## [Goal]
Can you reproduce the listing below verbatim, omitting the pictures?
[BEGIN]
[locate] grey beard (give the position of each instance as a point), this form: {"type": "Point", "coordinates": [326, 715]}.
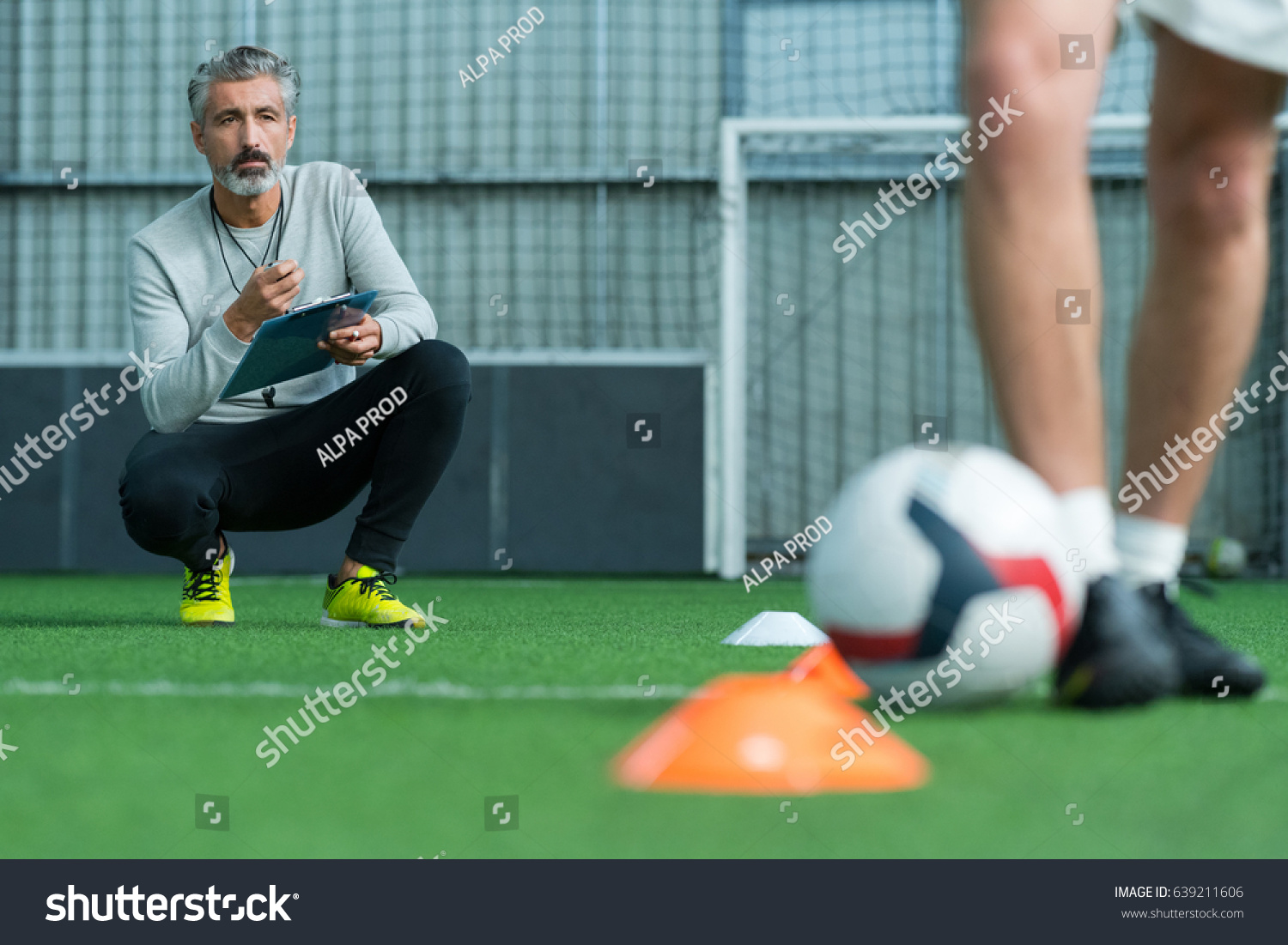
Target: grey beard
{"type": "Point", "coordinates": [249, 185]}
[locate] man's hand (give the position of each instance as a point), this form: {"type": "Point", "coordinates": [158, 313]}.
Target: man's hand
{"type": "Point", "coordinates": [353, 345]}
{"type": "Point", "coordinates": [267, 294]}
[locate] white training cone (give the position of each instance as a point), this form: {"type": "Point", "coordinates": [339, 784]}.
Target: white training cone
{"type": "Point", "coordinates": [777, 628]}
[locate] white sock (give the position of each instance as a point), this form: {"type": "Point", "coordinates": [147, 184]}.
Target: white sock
{"type": "Point", "coordinates": [1089, 517]}
{"type": "Point", "coordinates": [1151, 550]}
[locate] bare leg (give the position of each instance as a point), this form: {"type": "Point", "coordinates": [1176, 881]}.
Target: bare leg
{"type": "Point", "coordinates": [1207, 285]}
{"type": "Point", "coordinates": [1030, 231]}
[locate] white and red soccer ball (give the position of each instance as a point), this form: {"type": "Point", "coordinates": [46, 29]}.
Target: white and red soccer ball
{"type": "Point", "coordinates": [948, 566]}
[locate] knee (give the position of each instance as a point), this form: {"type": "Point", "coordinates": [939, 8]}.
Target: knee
{"type": "Point", "coordinates": [160, 499]}
{"type": "Point", "coordinates": [1210, 191]}
{"type": "Point", "coordinates": [438, 363]}
{"type": "Point", "coordinates": [1009, 58]}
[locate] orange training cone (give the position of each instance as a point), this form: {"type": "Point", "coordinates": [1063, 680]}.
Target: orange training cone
{"type": "Point", "coordinates": [768, 734]}
{"type": "Point", "coordinates": [826, 664]}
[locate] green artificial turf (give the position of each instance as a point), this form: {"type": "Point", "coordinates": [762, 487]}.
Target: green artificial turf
{"type": "Point", "coordinates": [113, 772]}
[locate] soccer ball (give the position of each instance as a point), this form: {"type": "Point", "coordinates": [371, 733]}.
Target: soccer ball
{"type": "Point", "coordinates": [947, 574]}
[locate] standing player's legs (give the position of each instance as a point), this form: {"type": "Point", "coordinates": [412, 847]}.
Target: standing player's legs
{"type": "Point", "coordinates": [1211, 154]}
{"type": "Point", "coordinates": [1030, 232]}
{"type": "Point", "coordinates": [1030, 229]}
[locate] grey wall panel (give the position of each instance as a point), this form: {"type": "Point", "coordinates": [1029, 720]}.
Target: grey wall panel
{"type": "Point", "coordinates": [576, 497]}
{"type": "Point", "coordinates": [582, 500]}
{"type": "Point", "coordinates": [30, 512]}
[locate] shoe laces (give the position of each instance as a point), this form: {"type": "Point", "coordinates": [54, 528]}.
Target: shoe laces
{"type": "Point", "coordinates": [203, 585]}
{"type": "Point", "coordinates": [374, 585]}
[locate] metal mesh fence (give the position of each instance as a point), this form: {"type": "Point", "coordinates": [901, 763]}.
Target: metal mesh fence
{"type": "Point", "coordinates": [513, 198]}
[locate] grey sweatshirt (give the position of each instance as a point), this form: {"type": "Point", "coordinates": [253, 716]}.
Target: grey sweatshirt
{"type": "Point", "coordinates": [179, 291]}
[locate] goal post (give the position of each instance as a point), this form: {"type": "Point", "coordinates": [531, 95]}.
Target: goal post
{"type": "Point", "coordinates": [1117, 143]}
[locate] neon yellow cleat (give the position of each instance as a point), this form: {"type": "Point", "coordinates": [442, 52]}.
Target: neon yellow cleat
{"type": "Point", "coordinates": [206, 599]}
{"type": "Point", "coordinates": [366, 602]}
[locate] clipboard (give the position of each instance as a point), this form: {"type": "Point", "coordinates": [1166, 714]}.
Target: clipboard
{"type": "Point", "coordinates": [286, 347]}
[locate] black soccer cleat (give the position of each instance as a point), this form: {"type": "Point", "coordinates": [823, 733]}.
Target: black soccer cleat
{"type": "Point", "coordinates": [1121, 656]}
{"type": "Point", "coordinates": [1208, 667]}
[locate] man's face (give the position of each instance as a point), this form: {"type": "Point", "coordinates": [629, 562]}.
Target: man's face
{"type": "Point", "coordinates": [245, 136]}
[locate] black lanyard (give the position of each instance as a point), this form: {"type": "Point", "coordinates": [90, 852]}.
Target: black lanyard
{"type": "Point", "coordinates": [277, 214]}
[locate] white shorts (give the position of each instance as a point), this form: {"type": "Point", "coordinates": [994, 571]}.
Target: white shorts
{"type": "Point", "coordinates": [1249, 31]}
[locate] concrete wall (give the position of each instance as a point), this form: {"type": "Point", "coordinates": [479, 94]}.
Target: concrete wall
{"type": "Point", "coordinates": [544, 471]}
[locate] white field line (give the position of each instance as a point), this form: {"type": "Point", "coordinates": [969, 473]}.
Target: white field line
{"type": "Point", "coordinates": [442, 689]}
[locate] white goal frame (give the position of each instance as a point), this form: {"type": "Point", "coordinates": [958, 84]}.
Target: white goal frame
{"type": "Point", "coordinates": [726, 471]}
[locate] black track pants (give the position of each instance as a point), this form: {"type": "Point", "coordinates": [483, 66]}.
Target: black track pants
{"type": "Point", "coordinates": [396, 427]}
[END]
## [Exercise output]
[locate] grey beard (give the position of each instance as a point), this form: {"type": "Point", "coordinates": [326, 715]}.
Target: grey beard
{"type": "Point", "coordinates": [249, 185]}
[locate] man's hand (give the position of each instance as a point), this form: {"type": "Point", "coordinates": [158, 313]}.
Target: man's hand
{"type": "Point", "coordinates": [353, 345]}
{"type": "Point", "coordinates": [267, 294]}
[locate] white training cone (give the position of each instance as a point), this form: {"type": "Point", "coordinates": [339, 784]}.
Target: white training cone
{"type": "Point", "coordinates": [777, 628]}
[locate] white sock (give the position of each instance as a point), this form: {"type": "Point", "coordinates": [147, 184]}.
Target: white sock
{"type": "Point", "coordinates": [1089, 517]}
{"type": "Point", "coordinates": [1151, 550]}
[locate] bare leg (give the position of each instance as a point), this form: {"type": "Point", "coordinates": [1176, 881]}.
Target: bare leg
{"type": "Point", "coordinates": [1207, 285]}
{"type": "Point", "coordinates": [1030, 231]}
[locate] white and red soccer ball (give the position of each instance as a point), this form: {"type": "Point", "coordinates": [46, 29]}.
Target: white and red soccer ball
{"type": "Point", "coordinates": [948, 566]}
[locate] knee (give the position of each instance as a point), this form: {"type": "Point", "coordinates": [939, 8]}.
Target: knee
{"type": "Point", "coordinates": [160, 499]}
{"type": "Point", "coordinates": [1210, 191]}
{"type": "Point", "coordinates": [438, 363]}
{"type": "Point", "coordinates": [1009, 58]}
[locate] orange training cone (give the position of each instance as a point), this form: {"type": "Point", "coordinates": [1063, 680]}.
Target: orange training cone
{"type": "Point", "coordinates": [768, 734]}
{"type": "Point", "coordinates": [826, 664]}
[locate] green artificial turf (give the position of each instance as a point), this form: {"type": "Point", "coordinates": [762, 487]}.
Target: green artificial turf
{"type": "Point", "coordinates": [113, 772]}
[locate] soccer ball (give the position of each instance as a point), this form: {"type": "Point", "coordinates": [371, 733]}.
Target: soccer ball
{"type": "Point", "coordinates": [947, 574]}
[locate] standing player's legs (give the position of each instance as a point), this form: {"type": "Point", "coordinates": [412, 847]}.
Target: standing player's legs
{"type": "Point", "coordinates": [1211, 154]}
{"type": "Point", "coordinates": [1030, 232]}
{"type": "Point", "coordinates": [1030, 229]}
[locate] grey wall panel (give the position of each instance as a point), this form: {"type": "Point", "coordinates": [1029, 720]}.
Target: grey wall panel
{"type": "Point", "coordinates": [576, 497]}
{"type": "Point", "coordinates": [582, 500]}
{"type": "Point", "coordinates": [30, 512]}
[locate] shoe laces (give the position of each instance as a point), this form: {"type": "Point", "coordinates": [54, 528]}.
Target: shoe laces
{"type": "Point", "coordinates": [203, 585]}
{"type": "Point", "coordinates": [374, 585]}
[locate] metal mesh fence (give the position of each instance as a point), this form: {"type": "Point", "coordinates": [901, 763]}.
Target: metal mesh fence
{"type": "Point", "coordinates": [513, 198]}
[locate] grey sweatshirt (give the position of each instance as a point), this form: {"type": "Point", "coordinates": [253, 716]}.
Target: grey sweatshirt
{"type": "Point", "coordinates": [179, 291]}
[locate] goal post (give the position of each instance as a point), this form: {"type": "Point", "coordinates": [531, 95]}.
Target: goal post
{"type": "Point", "coordinates": [1117, 143]}
[locate] neon yellow cleat (give the position of each instance as a point), this form: {"type": "Point", "coordinates": [442, 52]}.
Target: neon yellow cleat
{"type": "Point", "coordinates": [206, 599]}
{"type": "Point", "coordinates": [366, 602]}
[locate] clipboard (give the position of each instance as a point), this form: {"type": "Point", "coordinates": [1166, 714]}.
Target: clipboard
{"type": "Point", "coordinates": [286, 347]}
[locate] black soccer cleat (give the position of each instance as a point), this form: {"type": "Point", "coordinates": [823, 733]}.
Target: black soccer cleat
{"type": "Point", "coordinates": [1121, 656]}
{"type": "Point", "coordinates": [1208, 667]}
[locate] man's face (give the position of each instance as a point), this form: {"type": "Point", "coordinates": [629, 562]}.
Target: man's face
{"type": "Point", "coordinates": [245, 136]}
[locate] black lanyard (give the position of each instance as a point), this form: {"type": "Point", "coordinates": [90, 852]}.
Target: black lanyard
{"type": "Point", "coordinates": [277, 214]}
[locate] white shorts (give the position of each instance as a point), this form: {"type": "Point", "coordinates": [994, 571]}.
Target: white shorts
{"type": "Point", "coordinates": [1249, 31]}
[locate] concrete wall (give the position of each instance as a point), this form: {"type": "Point", "coordinates": [479, 94]}.
Target: concrete wall
{"type": "Point", "coordinates": [544, 471]}
[locate] white field line (give the position of each instance as a point), this form: {"type": "Point", "coordinates": [969, 473]}.
Target: white field line
{"type": "Point", "coordinates": [442, 689]}
[locate] white goal frame (give the position of each instance as a point), this form: {"type": "Point", "coordinates": [958, 84]}.
Target: white goal frame
{"type": "Point", "coordinates": [726, 471]}
[locate] black track pants (give the position of each instance as a point), this form: {"type": "Point", "coordinates": [483, 66]}.
Target: black track pants
{"type": "Point", "coordinates": [396, 427]}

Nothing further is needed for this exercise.